**What to do**
Below are records to be transcribed exactly; any pictures should be left out.

**Records shown**
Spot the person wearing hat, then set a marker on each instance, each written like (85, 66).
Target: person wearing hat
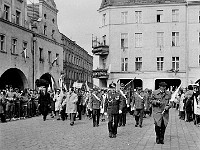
(113, 107)
(58, 97)
(138, 103)
(44, 102)
(160, 103)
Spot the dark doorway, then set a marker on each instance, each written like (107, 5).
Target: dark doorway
(132, 83)
(171, 83)
(15, 78)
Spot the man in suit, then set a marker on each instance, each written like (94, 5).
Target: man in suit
(113, 107)
(138, 103)
(160, 103)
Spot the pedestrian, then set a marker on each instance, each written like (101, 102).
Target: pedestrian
(138, 103)
(181, 104)
(122, 116)
(44, 102)
(71, 105)
(113, 107)
(160, 103)
(95, 103)
(2, 112)
(58, 101)
(189, 98)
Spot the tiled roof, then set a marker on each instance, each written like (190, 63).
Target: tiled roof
(106, 3)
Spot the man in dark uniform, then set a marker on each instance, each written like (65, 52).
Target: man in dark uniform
(138, 103)
(160, 103)
(113, 107)
(122, 116)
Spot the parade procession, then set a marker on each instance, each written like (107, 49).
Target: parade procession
(99, 75)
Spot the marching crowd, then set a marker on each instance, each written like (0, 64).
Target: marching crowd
(99, 104)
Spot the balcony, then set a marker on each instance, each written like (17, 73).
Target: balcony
(100, 73)
(99, 48)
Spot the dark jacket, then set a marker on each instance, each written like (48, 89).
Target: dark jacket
(44, 101)
(158, 109)
(138, 100)
(113, 103)
(94, 102)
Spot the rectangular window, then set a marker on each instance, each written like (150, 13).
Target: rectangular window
(160, 39)
(160, 62)
(199, 37)
(14, 46)
(138, 39)
(41, 54)
(52, 34)
(175, 38)
(2, 42)
(175, 15)
(6, 12)
(24, 47)
(175, 63)
(199, 16)
(57, 60)
(199, 60)
(138, 16)
(49, 57)
(18, 14)
(124, 66)
(159, 15)
(124, 40)
(104, 40)
(104, 20)
(124, 17)
(45, 30)
(138, 63)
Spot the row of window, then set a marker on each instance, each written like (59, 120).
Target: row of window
(138, 63)
(160, 39)
(71, 58)
(138, 16)
(14, 45)
(78, 76)
(15, 18)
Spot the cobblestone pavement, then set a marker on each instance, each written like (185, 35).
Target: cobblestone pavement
(36, 134)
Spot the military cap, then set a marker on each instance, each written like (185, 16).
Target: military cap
(163, 84)
(112, 85)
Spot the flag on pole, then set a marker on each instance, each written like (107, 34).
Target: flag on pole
(109, 68)
(24, 53)
(52, 84)
(54, 60)
(174, 95)
(86, 86)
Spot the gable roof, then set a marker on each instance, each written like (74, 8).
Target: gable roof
(106, 3)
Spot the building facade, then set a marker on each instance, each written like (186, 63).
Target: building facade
(31, 46)
(148, 41)
(77, 63)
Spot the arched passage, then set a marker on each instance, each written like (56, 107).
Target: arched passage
(48, 77)
(15, 78)
(171, 83)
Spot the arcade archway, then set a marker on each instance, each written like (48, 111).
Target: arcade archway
(48, 77)
(15, 78)
(172, 84)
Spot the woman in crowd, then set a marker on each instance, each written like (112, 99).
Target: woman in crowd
(44, 102)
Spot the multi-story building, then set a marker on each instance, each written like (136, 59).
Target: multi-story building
(16, 38)
(48, 54)
(77, 63)
(31, 46)
(148, 41)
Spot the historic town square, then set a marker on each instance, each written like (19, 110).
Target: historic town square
(100, 74)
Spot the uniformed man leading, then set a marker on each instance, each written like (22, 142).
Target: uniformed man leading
(113, 107)
(160, 103)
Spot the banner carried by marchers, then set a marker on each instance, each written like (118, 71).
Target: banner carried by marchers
(196, 107)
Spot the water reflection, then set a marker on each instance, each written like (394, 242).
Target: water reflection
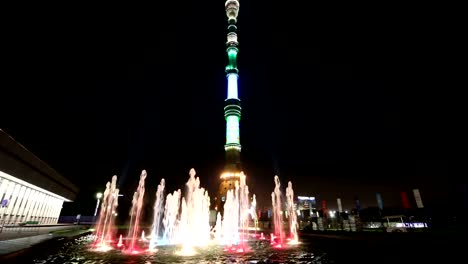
(77, 251)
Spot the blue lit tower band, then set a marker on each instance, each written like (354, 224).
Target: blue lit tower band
(232, 109)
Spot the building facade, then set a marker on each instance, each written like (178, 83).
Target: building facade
(30, 190)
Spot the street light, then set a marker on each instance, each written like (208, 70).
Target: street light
(98, 196)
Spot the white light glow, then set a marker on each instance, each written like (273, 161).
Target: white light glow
(232, 85)
(306, 198)
(232, 37)
(231, 175)
(411, 225)
(34, 187)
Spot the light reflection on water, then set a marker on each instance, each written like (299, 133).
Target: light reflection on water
(77, 251)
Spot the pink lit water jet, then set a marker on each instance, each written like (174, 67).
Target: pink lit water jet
(105, 228)
(135, 214)
(292, 217)
(277, 212)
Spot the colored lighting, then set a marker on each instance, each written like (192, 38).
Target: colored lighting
(232, 85)
(232, 129)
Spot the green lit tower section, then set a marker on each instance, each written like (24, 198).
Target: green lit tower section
(232, 108)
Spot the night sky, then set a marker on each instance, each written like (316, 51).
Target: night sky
(340, 100)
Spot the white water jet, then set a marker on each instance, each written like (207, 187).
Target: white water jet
(135, 212)
(158, 213)
(105, 229)
(277, 211)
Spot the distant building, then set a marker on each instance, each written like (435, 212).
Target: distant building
(305, 206)
(30, 190)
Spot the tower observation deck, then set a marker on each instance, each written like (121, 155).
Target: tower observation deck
(232, 109)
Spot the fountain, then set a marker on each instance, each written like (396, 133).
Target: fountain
(105, 229)
(135, 214)
(293, 237)
(278, 235)
(158, 213)
(182, 219)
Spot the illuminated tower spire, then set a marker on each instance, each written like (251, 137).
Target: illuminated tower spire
(232, 108)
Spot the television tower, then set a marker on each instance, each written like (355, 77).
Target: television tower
(232, 109)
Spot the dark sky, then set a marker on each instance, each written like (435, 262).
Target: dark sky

**Written solution**
Spot the person wearing hat, then set a marker on each instance, each written like (85, 66).
Target: person wearing hat
(113, 107)
(58, 97)
(138, 103)
(44, 102)
(160, 103)
Spot the dark doorway, then set a marker on each instance, each written like (107, 5).
Target: dark doorway
(132, 83)
(171, 83)
(15, 78)
Spot the man in suit, then set a marker on each instance, each written like (94, 5).
Target: man in suit
(113, 107)
(138, 103)
(160, 103)
Spot the pedestrian, then set a marker on each instance, each written like (101, 102).
Target: pedestrian
(138, 103)
(181, 104)
(122, 116)
(44, 102)
(71, 105)
(113, 107)
(160, 103)
(95, 103)
(2, 112)
(58, 101)
(189, 98)
Spot the tiled roof, then set a marker on each instance, each written like (190, 63).
Target: tiled roof
(106, 3)
Spot the man in dark uniform, then set a marker on each instance, each written like (65, 52).
Target: man in dark uniform
(138, 103)
(160, 103)
(113, 107)
(122, 116)
Spot the parade procession, then set a marker on each instance, each written like (107, 49).
Target: parade procession
(99, 75)
Spot the marching crowd, then set a marker on each instance, each written like (0, 64).
Target: marching crowd
(99, 104)
Spot the balcony, then set a marker on each instance, each written like (17, 73).
Target: balcony
(100, 73)
(99, 48)
Spot the dark jacket, then set a marker on each instance, each written like (48, 89).
Target: dark jacket
(44, 101)
(158, 109)
(138, 100)
(113, 103)
(94, 102)
Spot the rectangular window, then set a marker on each instance, each written like (150, 13).
Target: rectangular window
(160, 39)
(160, 62)
(199, 37)
(14, 46)
(138, 39)
(41, 54)
(52, 34)
(175, 38)
(2, 42)
(175, 15)
(6, 12)
(24, 47)
(175, 63)
(199, 16)
(57, 60)
(199, 60)
(138, 16)
(49, 57)
(18, 14)
(124, 66)
(159, 15)
(124, 40)
(104, 40)
(104, 20)
(124, 17)
(45, 30)
(138, 63)
Spot the row of window, then set a marker on each instance, each written like (59, 120).
Target: row of window
(138, 63)
(160, 39)
(71, 58)
(138, 16)
(14, 45)
(78, 76)
(15, 18)
Spot the cobblestone pavement, then set a marker on each instance, each written like (185, 35).
Target: cobblestone pavement
(36, 134)
Spot the military cap, then set a marker on each instance, each written like (185, 16).
Target: military cap
(163, 84)
(112, 85)
Spot the flag on pole, then set a marker on each instance, each written like (107, 34).
Target: flag on pole
(109, 68)
(24, 53)
(52, 84)
(54, 60)
(174, 95)
(86, 86)
Spot the gable roof, then set a marker on each instance, each written like (74, 8).
Target: gable roof
(106, 3)
Spot the building facade, then set a marker on each instance, each written like (186, 63).
Target: building facade
(31, 46)
(148, 41)
(77, 63)
Spot the arched passage, then set a marker on each instance, each written like (56, 107).
Target: arched passage
(48, 77)
(15, 78)
(171, 83)
Spot the arcade archway, then set a marker on each instance, each written like (48, 111).
Target: arcade archway
(48, 77)
(15, 78)
(172, 84)
Spot the woman in crowd, then set a marker on each instance, each written like (112, 99).
Target: woman in crowd
(44, 102)
Spot the multi-story building, then set a marker on each instance, each written like (136, 59).
Target: multi-story building
(16, 38)
(48, 54)
(77, 63)
(31, 46)
(148, 41)
Spot the historic town square, then set a marker on each instance, each written like (19, 110).
Target: historic town square
(100, 74)
Spot the uniformed man leading, then set a marker on each instance, each written like (22, 142).
Target: uniformed man leading
(113, 107)
(160, 103)
Spot the banner carried by marchers, then set a marker on each instance, each written like (118, 71).
Target: banner carried by marchers
(196, 107)
Spot the water reflection, then set a marker on each instance, each written like (394, 242).
Target: water reflection
(77, 251)
Spot the blue lit tower band, then set a marker on each instance, each written like (354, 224).
Target: blue lit tower band
(232, 109)
Spot the building facade, then set a marker on each instance, each written like (178, 83).
Target: building facade
(30, 190)
Spot the street light, then set a marker on each instance, each written like (208, 70).
Target: street light
(98, 196)
Spot the white light glow, then set a marker on each instance, each written like (273, 161).
Target: white light glow
(232, 85)
(306, 198)
(232, 37)
(231, 175)
(411, 225)
(34, 187)
Spot the light reflection on water, then set a marker on each instance, each written like (299, 133).
Target: light reflection on water
(77, 251)
Spot the pink lit water jet, then set a marker on each instance, each written like (174, 67).
Target: pink lit water jet
(105, 228)
(135, 214)
(292, 217)
(277, 212)
Spot the colored lighting, then set a marker on each instance, each written like (192, 38).
Target: colored lighting
(232, 85)
(232, 129)
Spot the green lit tower section, then set a marker on each instance, each written like (24, 198).
Target: green lit tower section
(232, 108)
Spot the night sky, then set a marker on each instance, each written like (316, 51).
Target: night sky
(340, 100)
Spot the white water jet, then set a marker on each instance, each written like (207, 187).
Target: white water jet
(135, 212)
(158, 213)
(105, 229)
(277, 211)
Spot the distant building, then set a marker on each instance, each written like (435, 212).
Target: distant building
(305, 206)
(30, 190)
Spot the tower observation deck, then set a marker on each instance, each written like (121, 155).
Target: tower observation deck
(232, 109)
Spot the fountain, then set a marker on each instance, each written like (396, 133).
Target: fountain
(105, 229)
(135, 214)
(293, 237)
(278, 235)
(158, 213)
(182, 219)
Spot the illuminated tower spire, then set a marker on each instance, each written like (251, 137).
Target: illuminated tower spire
(232, 108)
Spot the television tower, then set a marker on each instance, each written like (355, 77).
Target: television tower
(232, 109)
Spot the dark sky, then set a marker on each instance, each written like (435, 262).
Target: dark sky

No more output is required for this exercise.